WORK ITEM —
Please transcribe the listing below in full, exactly as written, leaving out its pictures.

EXERCISE INPUTS —
::::::::
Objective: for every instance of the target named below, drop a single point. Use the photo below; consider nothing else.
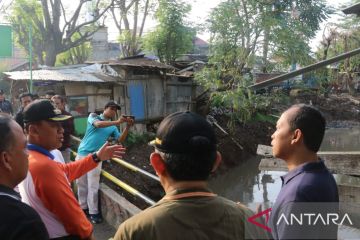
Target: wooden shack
(143, 88)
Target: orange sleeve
(55, 193)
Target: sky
(199, 13)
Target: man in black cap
(99, 129)
(25, 99)
(185, 155)
(5, 105)
(47, 185)
(18, 220)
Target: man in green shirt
(185, 155)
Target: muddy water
(247, 184)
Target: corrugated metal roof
(354, 9)
(138, 62)
(77, 74)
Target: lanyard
(189, 194)
(9, 195)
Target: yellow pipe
(126, 187)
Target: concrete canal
(247, 184)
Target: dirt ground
(339, 110)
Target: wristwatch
(95, 157)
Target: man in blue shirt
(308, 187)
(5, 105)
(99, 129)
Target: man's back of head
(311, 123)
(187, 143)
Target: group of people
(185, 154)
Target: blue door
(137, 108)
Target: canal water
(247, 184)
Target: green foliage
(75, 55)
(172, 36)
(22, 20)
(134, 138)
(245, 106)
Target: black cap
(43, 109)
(112, 103)
(184, 132)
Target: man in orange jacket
(47, 185)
::::::::
RESULT —
Objective: for every instance of the target named below, drop a single point. Use the photo below; consider nothing else.
Target: wooden shack
(143, 88)
Target: orange sleeve
(55, 193)
Target: sky
(199, 13)
Target: man in black cap
(99, 129)
(25, 99)
(185, 155)
(5, 105)
(47, 185)
(18, 220)
Target: man in green shirt
(185, 155)
Target: muddy water
(247, 184)
Target: corrugated metal roof
(354, 9)
(138, 62)
(77, 74)
Target: lanyard
(189, 194)
(9, 195)
Target: yellow pipe
(126, 187)
Target: concrete canal
(247, 184)
Target: dirt ground
(339, 110)
Target: wristwatch
(95, 157)
Target: man in blue shirt
(308, 187)
(5, 105)
(99, 129)
Target: man's back of head
(311, 123)
(187, 143)
Target: group of people
(185, 154)
Target: blue door
(137, 108)
Target: canal water
(247, 184)
Target: green foliage
(75, 55)
(172, 36)
(22, 20)
(134, 138)
(245, 106)
Target: black cap
(43, 109)
(112, 103)
(184, 132)
Target: man in orange jacket
(47, 185)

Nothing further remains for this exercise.